**DOCUMENT EXCERPT**:
* * * *
An anime based on a popular Chinese manga makes no bones about its artistic roots but hopes to show the world mainland Chinese culture.
Since early July the anime Hitori No Shita: The Outcast began airing on Tokyo MX. It is fantasy action story about a college student who, after getting attacked by zombie, discovers he may be the heir to powers that can help save humanity.
At first glance you’d be forgiven for not realizing that this is actually a Chinese anime co-produced with a Japanese studio. Hitori No Shita is originally known as Yi Ren Zhi Xia written by Dong Man Tang and illustrated by Mi Er. Created as a webcomic published by internet giant Tencent. It is also currently negotiating publishing internationally in Europe and South Korea.
The creators of Yi Ren Zhi Xia are quick to acknowledge the heavy influence of Japanese manga and anime artists, citing their three biggest influences as Hiroaki Samura (Blade of the Immortal), Yoshihiro Togashi (Hunter x Hunter), and Masashi Kishimoto (Naruto). However, they also won’t hesitate to point out that the similarities end there.
According to Niconico News, part of the impetus for Yi Ren Zhi Xia was that, while interesting and stylish, Japanese manga and anime were largely steeped in Japanese values. Yi Ren Zhi Xia claims to have taken no influences from Japan with regards to plot and characters and instead drew on Chinese traditional stories and the culture of mainland China for their inspiration.
They also reported that when approaching Japanese distributors, China-based Haoliners Animation was initially met with a cold reception. However, they also said that the birthplace of anime and manga recognizes quality when they see it and ultimately a deal was struck.
▼ Cast members of Yi Ren Zhi Xia gather to watch their TV debut
アニメ：一人之下 the outcast (@hitorinoshita) July 09, 2016
The formula of Chinese culture wrapped in a manga proved to be a hit inside China, building a large fan base who found it more relatable than standard manga and anime. Some fans and media are going so far as to call its entry to Japanese broadcasting China’s “first step towards a counterattack” against Japan’s domination of the anime landscape.
* * * *
**DATA EXTRACT**:
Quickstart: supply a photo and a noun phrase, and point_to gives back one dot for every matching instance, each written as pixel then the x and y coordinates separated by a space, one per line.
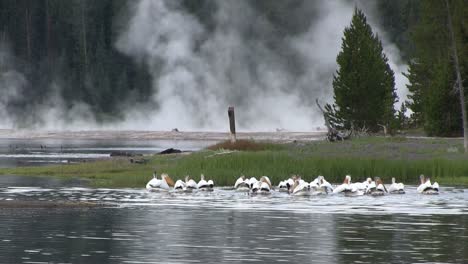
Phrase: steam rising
pixel 234 55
* * * *
**GIVEN REQUEST**: In the article about the Chinese anime, change "college student" to "university student" and give the passage starting with "Since early July" and going on through "help save humanity.". The lines can be set aside entirely.

**TASK OUTPUT**:
Since early July the anime Hitori No Shita: The Outcast began airing on Tokyo MX. It is fantasy action story about a university student who, after getting attacked by zombie, discovers he may be the heir to powers that can help save humanity.